The Trouble With Ticks

By April 9, 2012Uncategorized

The Trouble with Ticks, by Dr. Jeff Todd

Warning - Tick Infested AreaMany of us really never think about ticks unless we see them attached to our wandering dogs or cats. If we’re not actively hiking in the woods ourselves, ticks really go into the “out of sight, out of mind” category.

But in the case of ticks, out of sight, out of mind is a dangerous strategy. You see, while a flea bite is a nuisance- and can create a seriously itchy spot if you’re allergic- ticks can, and do, transmit some serious diseases.

Did you know that North Carolina has one of the highest rates of infection for Rocky Mountain Spotted Fever in the entire United States— with most diagnosed infections occurring in children? At a recent conference I saw a veterinarian review the case of a 2-year old boy that died of Rocky Mountain Spotted Fever. The pediatrician misdiagnosed the rash, and didn’t start life saving treatment soon enough – a tick borne disease just wasn’t on anyone’s radar.

For many years, transmission of Lyme disease by ticks was thought to be problem only northerners had to worry about, but no longer – Lyme disease is now being diagnosed in humans in Western North Carolina.  If you’d like to see detailed numbers of the prevalence tick borne disease in companion pets click here.

Why is it so important to control for ticks year round in our area?

  1. We have LOTS of ticks in our beautiful mountains. Large deer and coyote populations provide hosts to breed lots of ticks. Ticks generally use the “ambush” strategy to get on a host —- they climb onto vegetation and wait for passing hosts to brush against the vegetation. Once they feel the slightest vibration, they extend their forelegs and immediately release to crawl onto the host.  You’re pet may bring that dangerous hitchhiker right into your house.

• ENTRIES SHOWN:
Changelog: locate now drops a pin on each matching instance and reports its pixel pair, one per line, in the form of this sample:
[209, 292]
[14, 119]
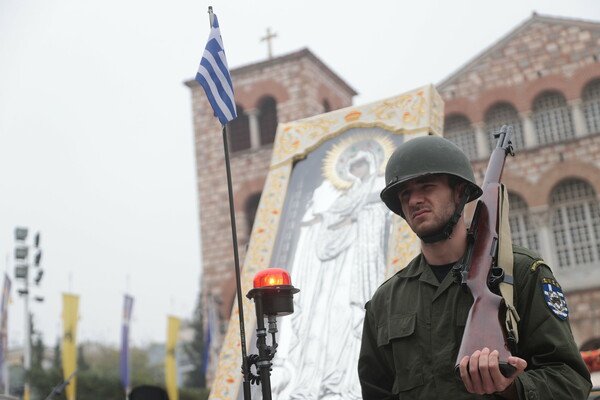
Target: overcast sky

==

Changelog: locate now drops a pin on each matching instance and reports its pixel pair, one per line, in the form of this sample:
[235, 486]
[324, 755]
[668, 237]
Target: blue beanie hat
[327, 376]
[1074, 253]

• PROBLEMS TO WORK ON:
1. According to the article on ticks, which state has one of the highest infection rates for Rocky Mountain Spotted Fever in the United States?
2. Reproduce the part of the article on ticks that begins at the words "For many years, transmission" and stops after "pets click here.".
3. Say whether each statement agrees with the article on ticks. Answer yes or no, and quote the words from the article that decide it.
(a) Most diagnosed Rocky Mountain Spotted Fever infections occur in children.
(b) Lyme disease is still diagnosed only in northern states.
(c) Ticks climb onto vegetation and wait for hosts to pass.

• ANSWERS BY ITEM:
1. North Carolina

2.
For many years, transmission of Lyme disease by ticks was thought to be problem only northerners had to worry about, but no longer – Lyme disease is now being diagnosed in humans in Western North Carolina.  If you’d like to see detailed numbers of the prevalence tick borne disease in companion pets click here.

3.
(a) Yes: "with most diagnosed infections occurring in children"
(b) No: "Lyme disease is now being diagnosed in humans in Western North Carolina"
(c) Yes: "they climb onto vegetation and wait for passing hosts to brush against the vegetation"